== EXERCISE ==
Rewrite every one of the records below, changing "integer pixel values" to "whole-number pixel coordinates" wherever it occurs and leaving everything else untouched.

Point placement records
----

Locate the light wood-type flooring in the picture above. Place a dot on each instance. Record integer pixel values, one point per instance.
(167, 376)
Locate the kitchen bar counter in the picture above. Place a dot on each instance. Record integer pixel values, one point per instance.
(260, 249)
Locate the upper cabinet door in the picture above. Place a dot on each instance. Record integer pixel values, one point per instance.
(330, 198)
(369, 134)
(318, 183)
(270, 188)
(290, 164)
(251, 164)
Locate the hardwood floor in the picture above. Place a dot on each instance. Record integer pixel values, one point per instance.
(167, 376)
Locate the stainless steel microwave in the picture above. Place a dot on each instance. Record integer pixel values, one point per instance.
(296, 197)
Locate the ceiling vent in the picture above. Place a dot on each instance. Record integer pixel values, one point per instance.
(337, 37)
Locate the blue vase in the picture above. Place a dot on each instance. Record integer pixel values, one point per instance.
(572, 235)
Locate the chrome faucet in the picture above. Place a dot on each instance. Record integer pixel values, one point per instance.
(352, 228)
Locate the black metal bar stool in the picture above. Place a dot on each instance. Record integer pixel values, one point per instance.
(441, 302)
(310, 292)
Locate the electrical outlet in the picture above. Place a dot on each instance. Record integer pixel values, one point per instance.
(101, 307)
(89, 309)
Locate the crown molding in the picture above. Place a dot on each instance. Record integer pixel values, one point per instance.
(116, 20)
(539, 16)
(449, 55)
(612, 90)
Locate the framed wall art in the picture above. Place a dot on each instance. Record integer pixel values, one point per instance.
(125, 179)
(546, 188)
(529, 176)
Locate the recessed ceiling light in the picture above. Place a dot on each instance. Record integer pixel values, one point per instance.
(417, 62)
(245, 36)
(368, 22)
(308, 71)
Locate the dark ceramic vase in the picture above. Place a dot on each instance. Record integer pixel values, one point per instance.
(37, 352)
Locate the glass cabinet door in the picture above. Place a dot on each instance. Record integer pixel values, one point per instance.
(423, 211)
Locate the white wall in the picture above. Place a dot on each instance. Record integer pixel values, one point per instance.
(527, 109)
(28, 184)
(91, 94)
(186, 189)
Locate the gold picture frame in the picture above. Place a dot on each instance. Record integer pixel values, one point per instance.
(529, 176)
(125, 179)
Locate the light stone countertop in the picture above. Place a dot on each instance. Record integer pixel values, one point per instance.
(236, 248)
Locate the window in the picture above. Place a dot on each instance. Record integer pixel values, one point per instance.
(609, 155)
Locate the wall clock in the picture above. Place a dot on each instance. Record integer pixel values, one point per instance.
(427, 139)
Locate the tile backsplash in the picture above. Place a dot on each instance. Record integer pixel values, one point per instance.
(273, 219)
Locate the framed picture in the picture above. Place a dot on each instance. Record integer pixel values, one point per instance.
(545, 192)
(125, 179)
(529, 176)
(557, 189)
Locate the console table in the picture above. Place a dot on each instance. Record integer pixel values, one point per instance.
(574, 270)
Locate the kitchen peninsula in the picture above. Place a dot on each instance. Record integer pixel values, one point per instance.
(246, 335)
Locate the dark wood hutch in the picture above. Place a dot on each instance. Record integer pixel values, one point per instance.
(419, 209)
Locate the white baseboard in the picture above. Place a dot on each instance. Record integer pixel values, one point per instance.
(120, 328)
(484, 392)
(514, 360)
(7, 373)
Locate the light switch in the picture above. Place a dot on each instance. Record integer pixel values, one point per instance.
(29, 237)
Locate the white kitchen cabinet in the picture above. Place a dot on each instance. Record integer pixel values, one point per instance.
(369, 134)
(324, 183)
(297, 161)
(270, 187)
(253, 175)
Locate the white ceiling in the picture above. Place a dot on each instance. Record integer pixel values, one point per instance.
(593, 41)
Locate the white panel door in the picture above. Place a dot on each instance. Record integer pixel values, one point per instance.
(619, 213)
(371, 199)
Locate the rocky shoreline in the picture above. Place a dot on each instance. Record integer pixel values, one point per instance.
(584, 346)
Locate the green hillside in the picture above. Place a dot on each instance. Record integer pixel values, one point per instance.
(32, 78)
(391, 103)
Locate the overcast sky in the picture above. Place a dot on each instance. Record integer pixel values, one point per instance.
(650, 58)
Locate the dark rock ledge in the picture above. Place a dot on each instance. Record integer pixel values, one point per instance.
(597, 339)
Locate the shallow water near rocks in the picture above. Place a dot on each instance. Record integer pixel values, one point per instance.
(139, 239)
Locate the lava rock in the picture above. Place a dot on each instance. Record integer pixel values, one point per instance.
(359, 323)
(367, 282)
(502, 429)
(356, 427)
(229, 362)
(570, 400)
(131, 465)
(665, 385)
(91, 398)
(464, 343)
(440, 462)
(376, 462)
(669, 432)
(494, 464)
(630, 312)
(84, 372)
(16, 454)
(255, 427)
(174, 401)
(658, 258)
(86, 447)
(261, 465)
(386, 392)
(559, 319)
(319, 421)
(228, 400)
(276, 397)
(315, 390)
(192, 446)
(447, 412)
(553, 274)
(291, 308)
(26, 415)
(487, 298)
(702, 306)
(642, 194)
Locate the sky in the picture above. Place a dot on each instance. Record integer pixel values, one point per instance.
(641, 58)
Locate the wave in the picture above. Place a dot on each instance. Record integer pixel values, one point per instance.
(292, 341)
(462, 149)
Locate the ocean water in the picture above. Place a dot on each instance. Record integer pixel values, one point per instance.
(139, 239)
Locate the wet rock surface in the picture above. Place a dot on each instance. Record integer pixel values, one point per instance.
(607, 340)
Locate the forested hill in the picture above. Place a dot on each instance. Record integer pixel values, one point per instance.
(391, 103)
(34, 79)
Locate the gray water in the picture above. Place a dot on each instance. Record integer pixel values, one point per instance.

----

== TASK ANSWER ==
Locate the light wood-type flooring in the picture above. Place a dot on each instance. Record whole-number pixel coordinates, one point per instance.
(167, 376)
Locate the kitchen bar counter in the picture above. Place a dot on each instance. Record whole-number pixel coordinates, one point per instance.
(260, 249)
Locate the upper cabinet door in the picture above. Place a dot on each instance. Record whole-number pixel coordinates, one point per instance.
(330, 198)
(369, 134)
(318, 183)
(270, 188)
(290, 164)
(251, 164)
Locate the hardwood floor in the picture above. Place a dot on each instance. Record whole-number pixel coordinates, one point per instance.
(167, 376)
Locate the stainless steel microwave in the picture above. Place a dot on each instance. Record whole-number pixel coordinates, one point per instance.
(296, 197)
Locate the ceiling vent in the picture above. Place a dot on each instance. Record whole-number pixel coordinates, one point per instance.
(337, 37)
Locate the blue vase in the picture above. Place a dot on each instance. Record whole-number pixel coordinates, one point per instance.
(572, 235)
Locate the chrome faucet in the picture above. Place a dot on each instance. Record whole-number pixel coordinates, one point per instance.
(352, 228)
Locate the black metal bar stool in the picture above. Place a dot on each instance. Record whole-number pixel coordinates, one point per instance.
(441, 302)
(310, 292)
Locate the electrical outlet in the picture above. Place a dot on each instance. Record whole-number pixel coordinates, one point per instance.
(101, 307)
(89, 309)
Locate the crown molding in the picture above. Place a dot on each instance. Record whole-number pixel coordinates, one point per instance.
(116, 20)
(539, 16)
(449, 55)
(612, 90)
Locate the framed wall art in the picture above. Place a dot on each instance. Record whole-number pixel coordinates, one point per instance.
(125, 179)
(546, 188)
(529, 176)
Locate the recessed ceiling light in the picture above. Place a dot on each instance. Record whole-number pixel coordinates, one point per instance.
(417, 62)
(245, 36)
(368, 22)
(308, 71)
Locate the dark ceramic vase in the picture above. Place a dot on each instance. Record whole-number pixel coordinates, one point per instance.
(37, 352)
Locate the glass cabinet door in the picture above. Place a dot on each instance. Record whole-number pixel coordinates, one point per instance.
(423, 211)
Locate the white wall in the picture above. Place a dot on each instance. Record whole-number pixel coordinates, one point per instance.
(527, 109)
(28, 184)
(91, 94)
(186, 189)
Locate the gold picture frame in the picture above. Place a dot on each instance. Record whole-number pixel coordinates, one point per instance.
(529, 176)
(125, 179)
Locate the light stone countertop in the picture above. Place a dot on each instance. Record whole-number pixel coordinates, one point per instance.
(236, 248)
Locate the window in the picture above. Place a dot on each instance. Record whole-number pixel coordinates, one point per instance.
(609, 155)
Locate the wall clock in the picture above. Place a dot on each instance. Record whole-number pixel coordinates, one point per instance.
(427, 139)
Locate the tile backsplash in the picture above. Place a dot on each instance. Record whole-number pixel coordinates, one point per instance.
(273, 219)
Locate the framed picture in the picture above. Place a dot on each instance. Record whole-number pixel coordinates, one point per instance.
(545, 192)
(125, 179)
(529, 176)
(557, 189)
Locate the console table in the picture above. Place a dot on each instance. Record whole-number pixel coordinates, one point per instance.
(574, 270)
Locate the kitchen peninsula in the picture above. Place a dot on each instance. Record whole-number pixel coordinates, one point per instance.
(246, 335)
Locate the dark wood hutch in the picture above. Place a dot on each instance. Record whole-number pixel coordinates, one point per instance.
(419, 209)
Locate the white baseboard in the picture above. Place a dot on each instance. Record whole-number pixel coordinates, one point per instance.
(120, 328)
(484, 392)
(514, 360)
(7, 373)
Locate the light switch in the picture above. Place a dot on each instance. Record whole-number pixel coordinates, one point per instance.
(29, 237)
Locate the white kitchen cabinet in the picture above. Place a dot on each instance. Record whole-number pixel coordinates, one point per instance.
(369, 134)
(324, 183)
(297, 161)
(270, 187)
(253, 175)
Locate the white ceiling in the picture above. Place a dot on each instance. Record whole-number pixel coordinates, one point per instance.
(593, 41)
Locate the white panel door in the picture above. Place a dot on each instance. Record whole-number pixel coordinates, one point per instance.
(619, 213)
(371, 199)
Locate the rocky shoreline in the picture above. Place a dot on each instance. Record whole-number pixel coordinates, one point per instance.
(584, 346)
Locate the green hillside in the picture above. Place a dot on each instance. Record whole-number pixel coordinates, one point per instance.
(32, 78)
(391, 103)
Locate the overcast sky in the picture above. Place a dot on each instance. Record whole-number pixel coordinates, one point per instance.
(650, 58)
Locate the dark rock ledge in the picture above. Place a dot on each instance. Record whole-number pixel coordinates, one point per instance.
(597, 339)
Locate the shallow water near rocks in the picture above. Place a dot on each instance. Record whole-number pixel coordinates, one point per instance.
(139, 239)
Locate the lava rock in the picture above. Place a dot on each instance. Record whole-number pixel coordinates, one point per instance.
(359, 323)
(367, 282)
(502, 429)
(356, 427)
(229, 362)
(570, 400)
(131, 465)
(665, 385)
(91, 398)
(464, 343)
(440, 462)
(376, 462)
(669, 432)
(494, 464)
(630, 312)
(84, 372)
(16, 454)
(255, 427)
(174, 401)
(658, 258)
(86, 447)
(261, 465)
(386, 392)
(559, 319)
(319, 421)
(228, 400)
(276, 397)
(315, 390)
(192, 446)
(447, 412)
(553, 274)
(291, 308)
(26, 415)
(487, 298)
(702, 306)
(642, 194)
Locate the sky in the picture above. Place a dot on each instance. Record whole-number pixel coordinates, one point per instance.
(641, 58)
Locate the wave in the picture above. Place a dot on each instance. Record whole-number pixel coordinates, one point per instance.
(292, 341)
(462, 149)
Locate the ocean water in the picture above. Place a dot on each instance. Record whole-number pixel coordinates, one point per instance.
(139, 239)
Locate the wet rock surface in the picture above. Place a dot on each instance. Record whole-number pixel coordinates, one point per instance.
(607, 340)
Locate the forested hill in the picture above. Place a dot on each instance. Record whole-number pixel coordinates, one point per instance.
(391, 103)
(34, 79)
Locate the gray water in the picture above. Place a dot on each instance. Record whole-number pixel coordinates, one point per instance.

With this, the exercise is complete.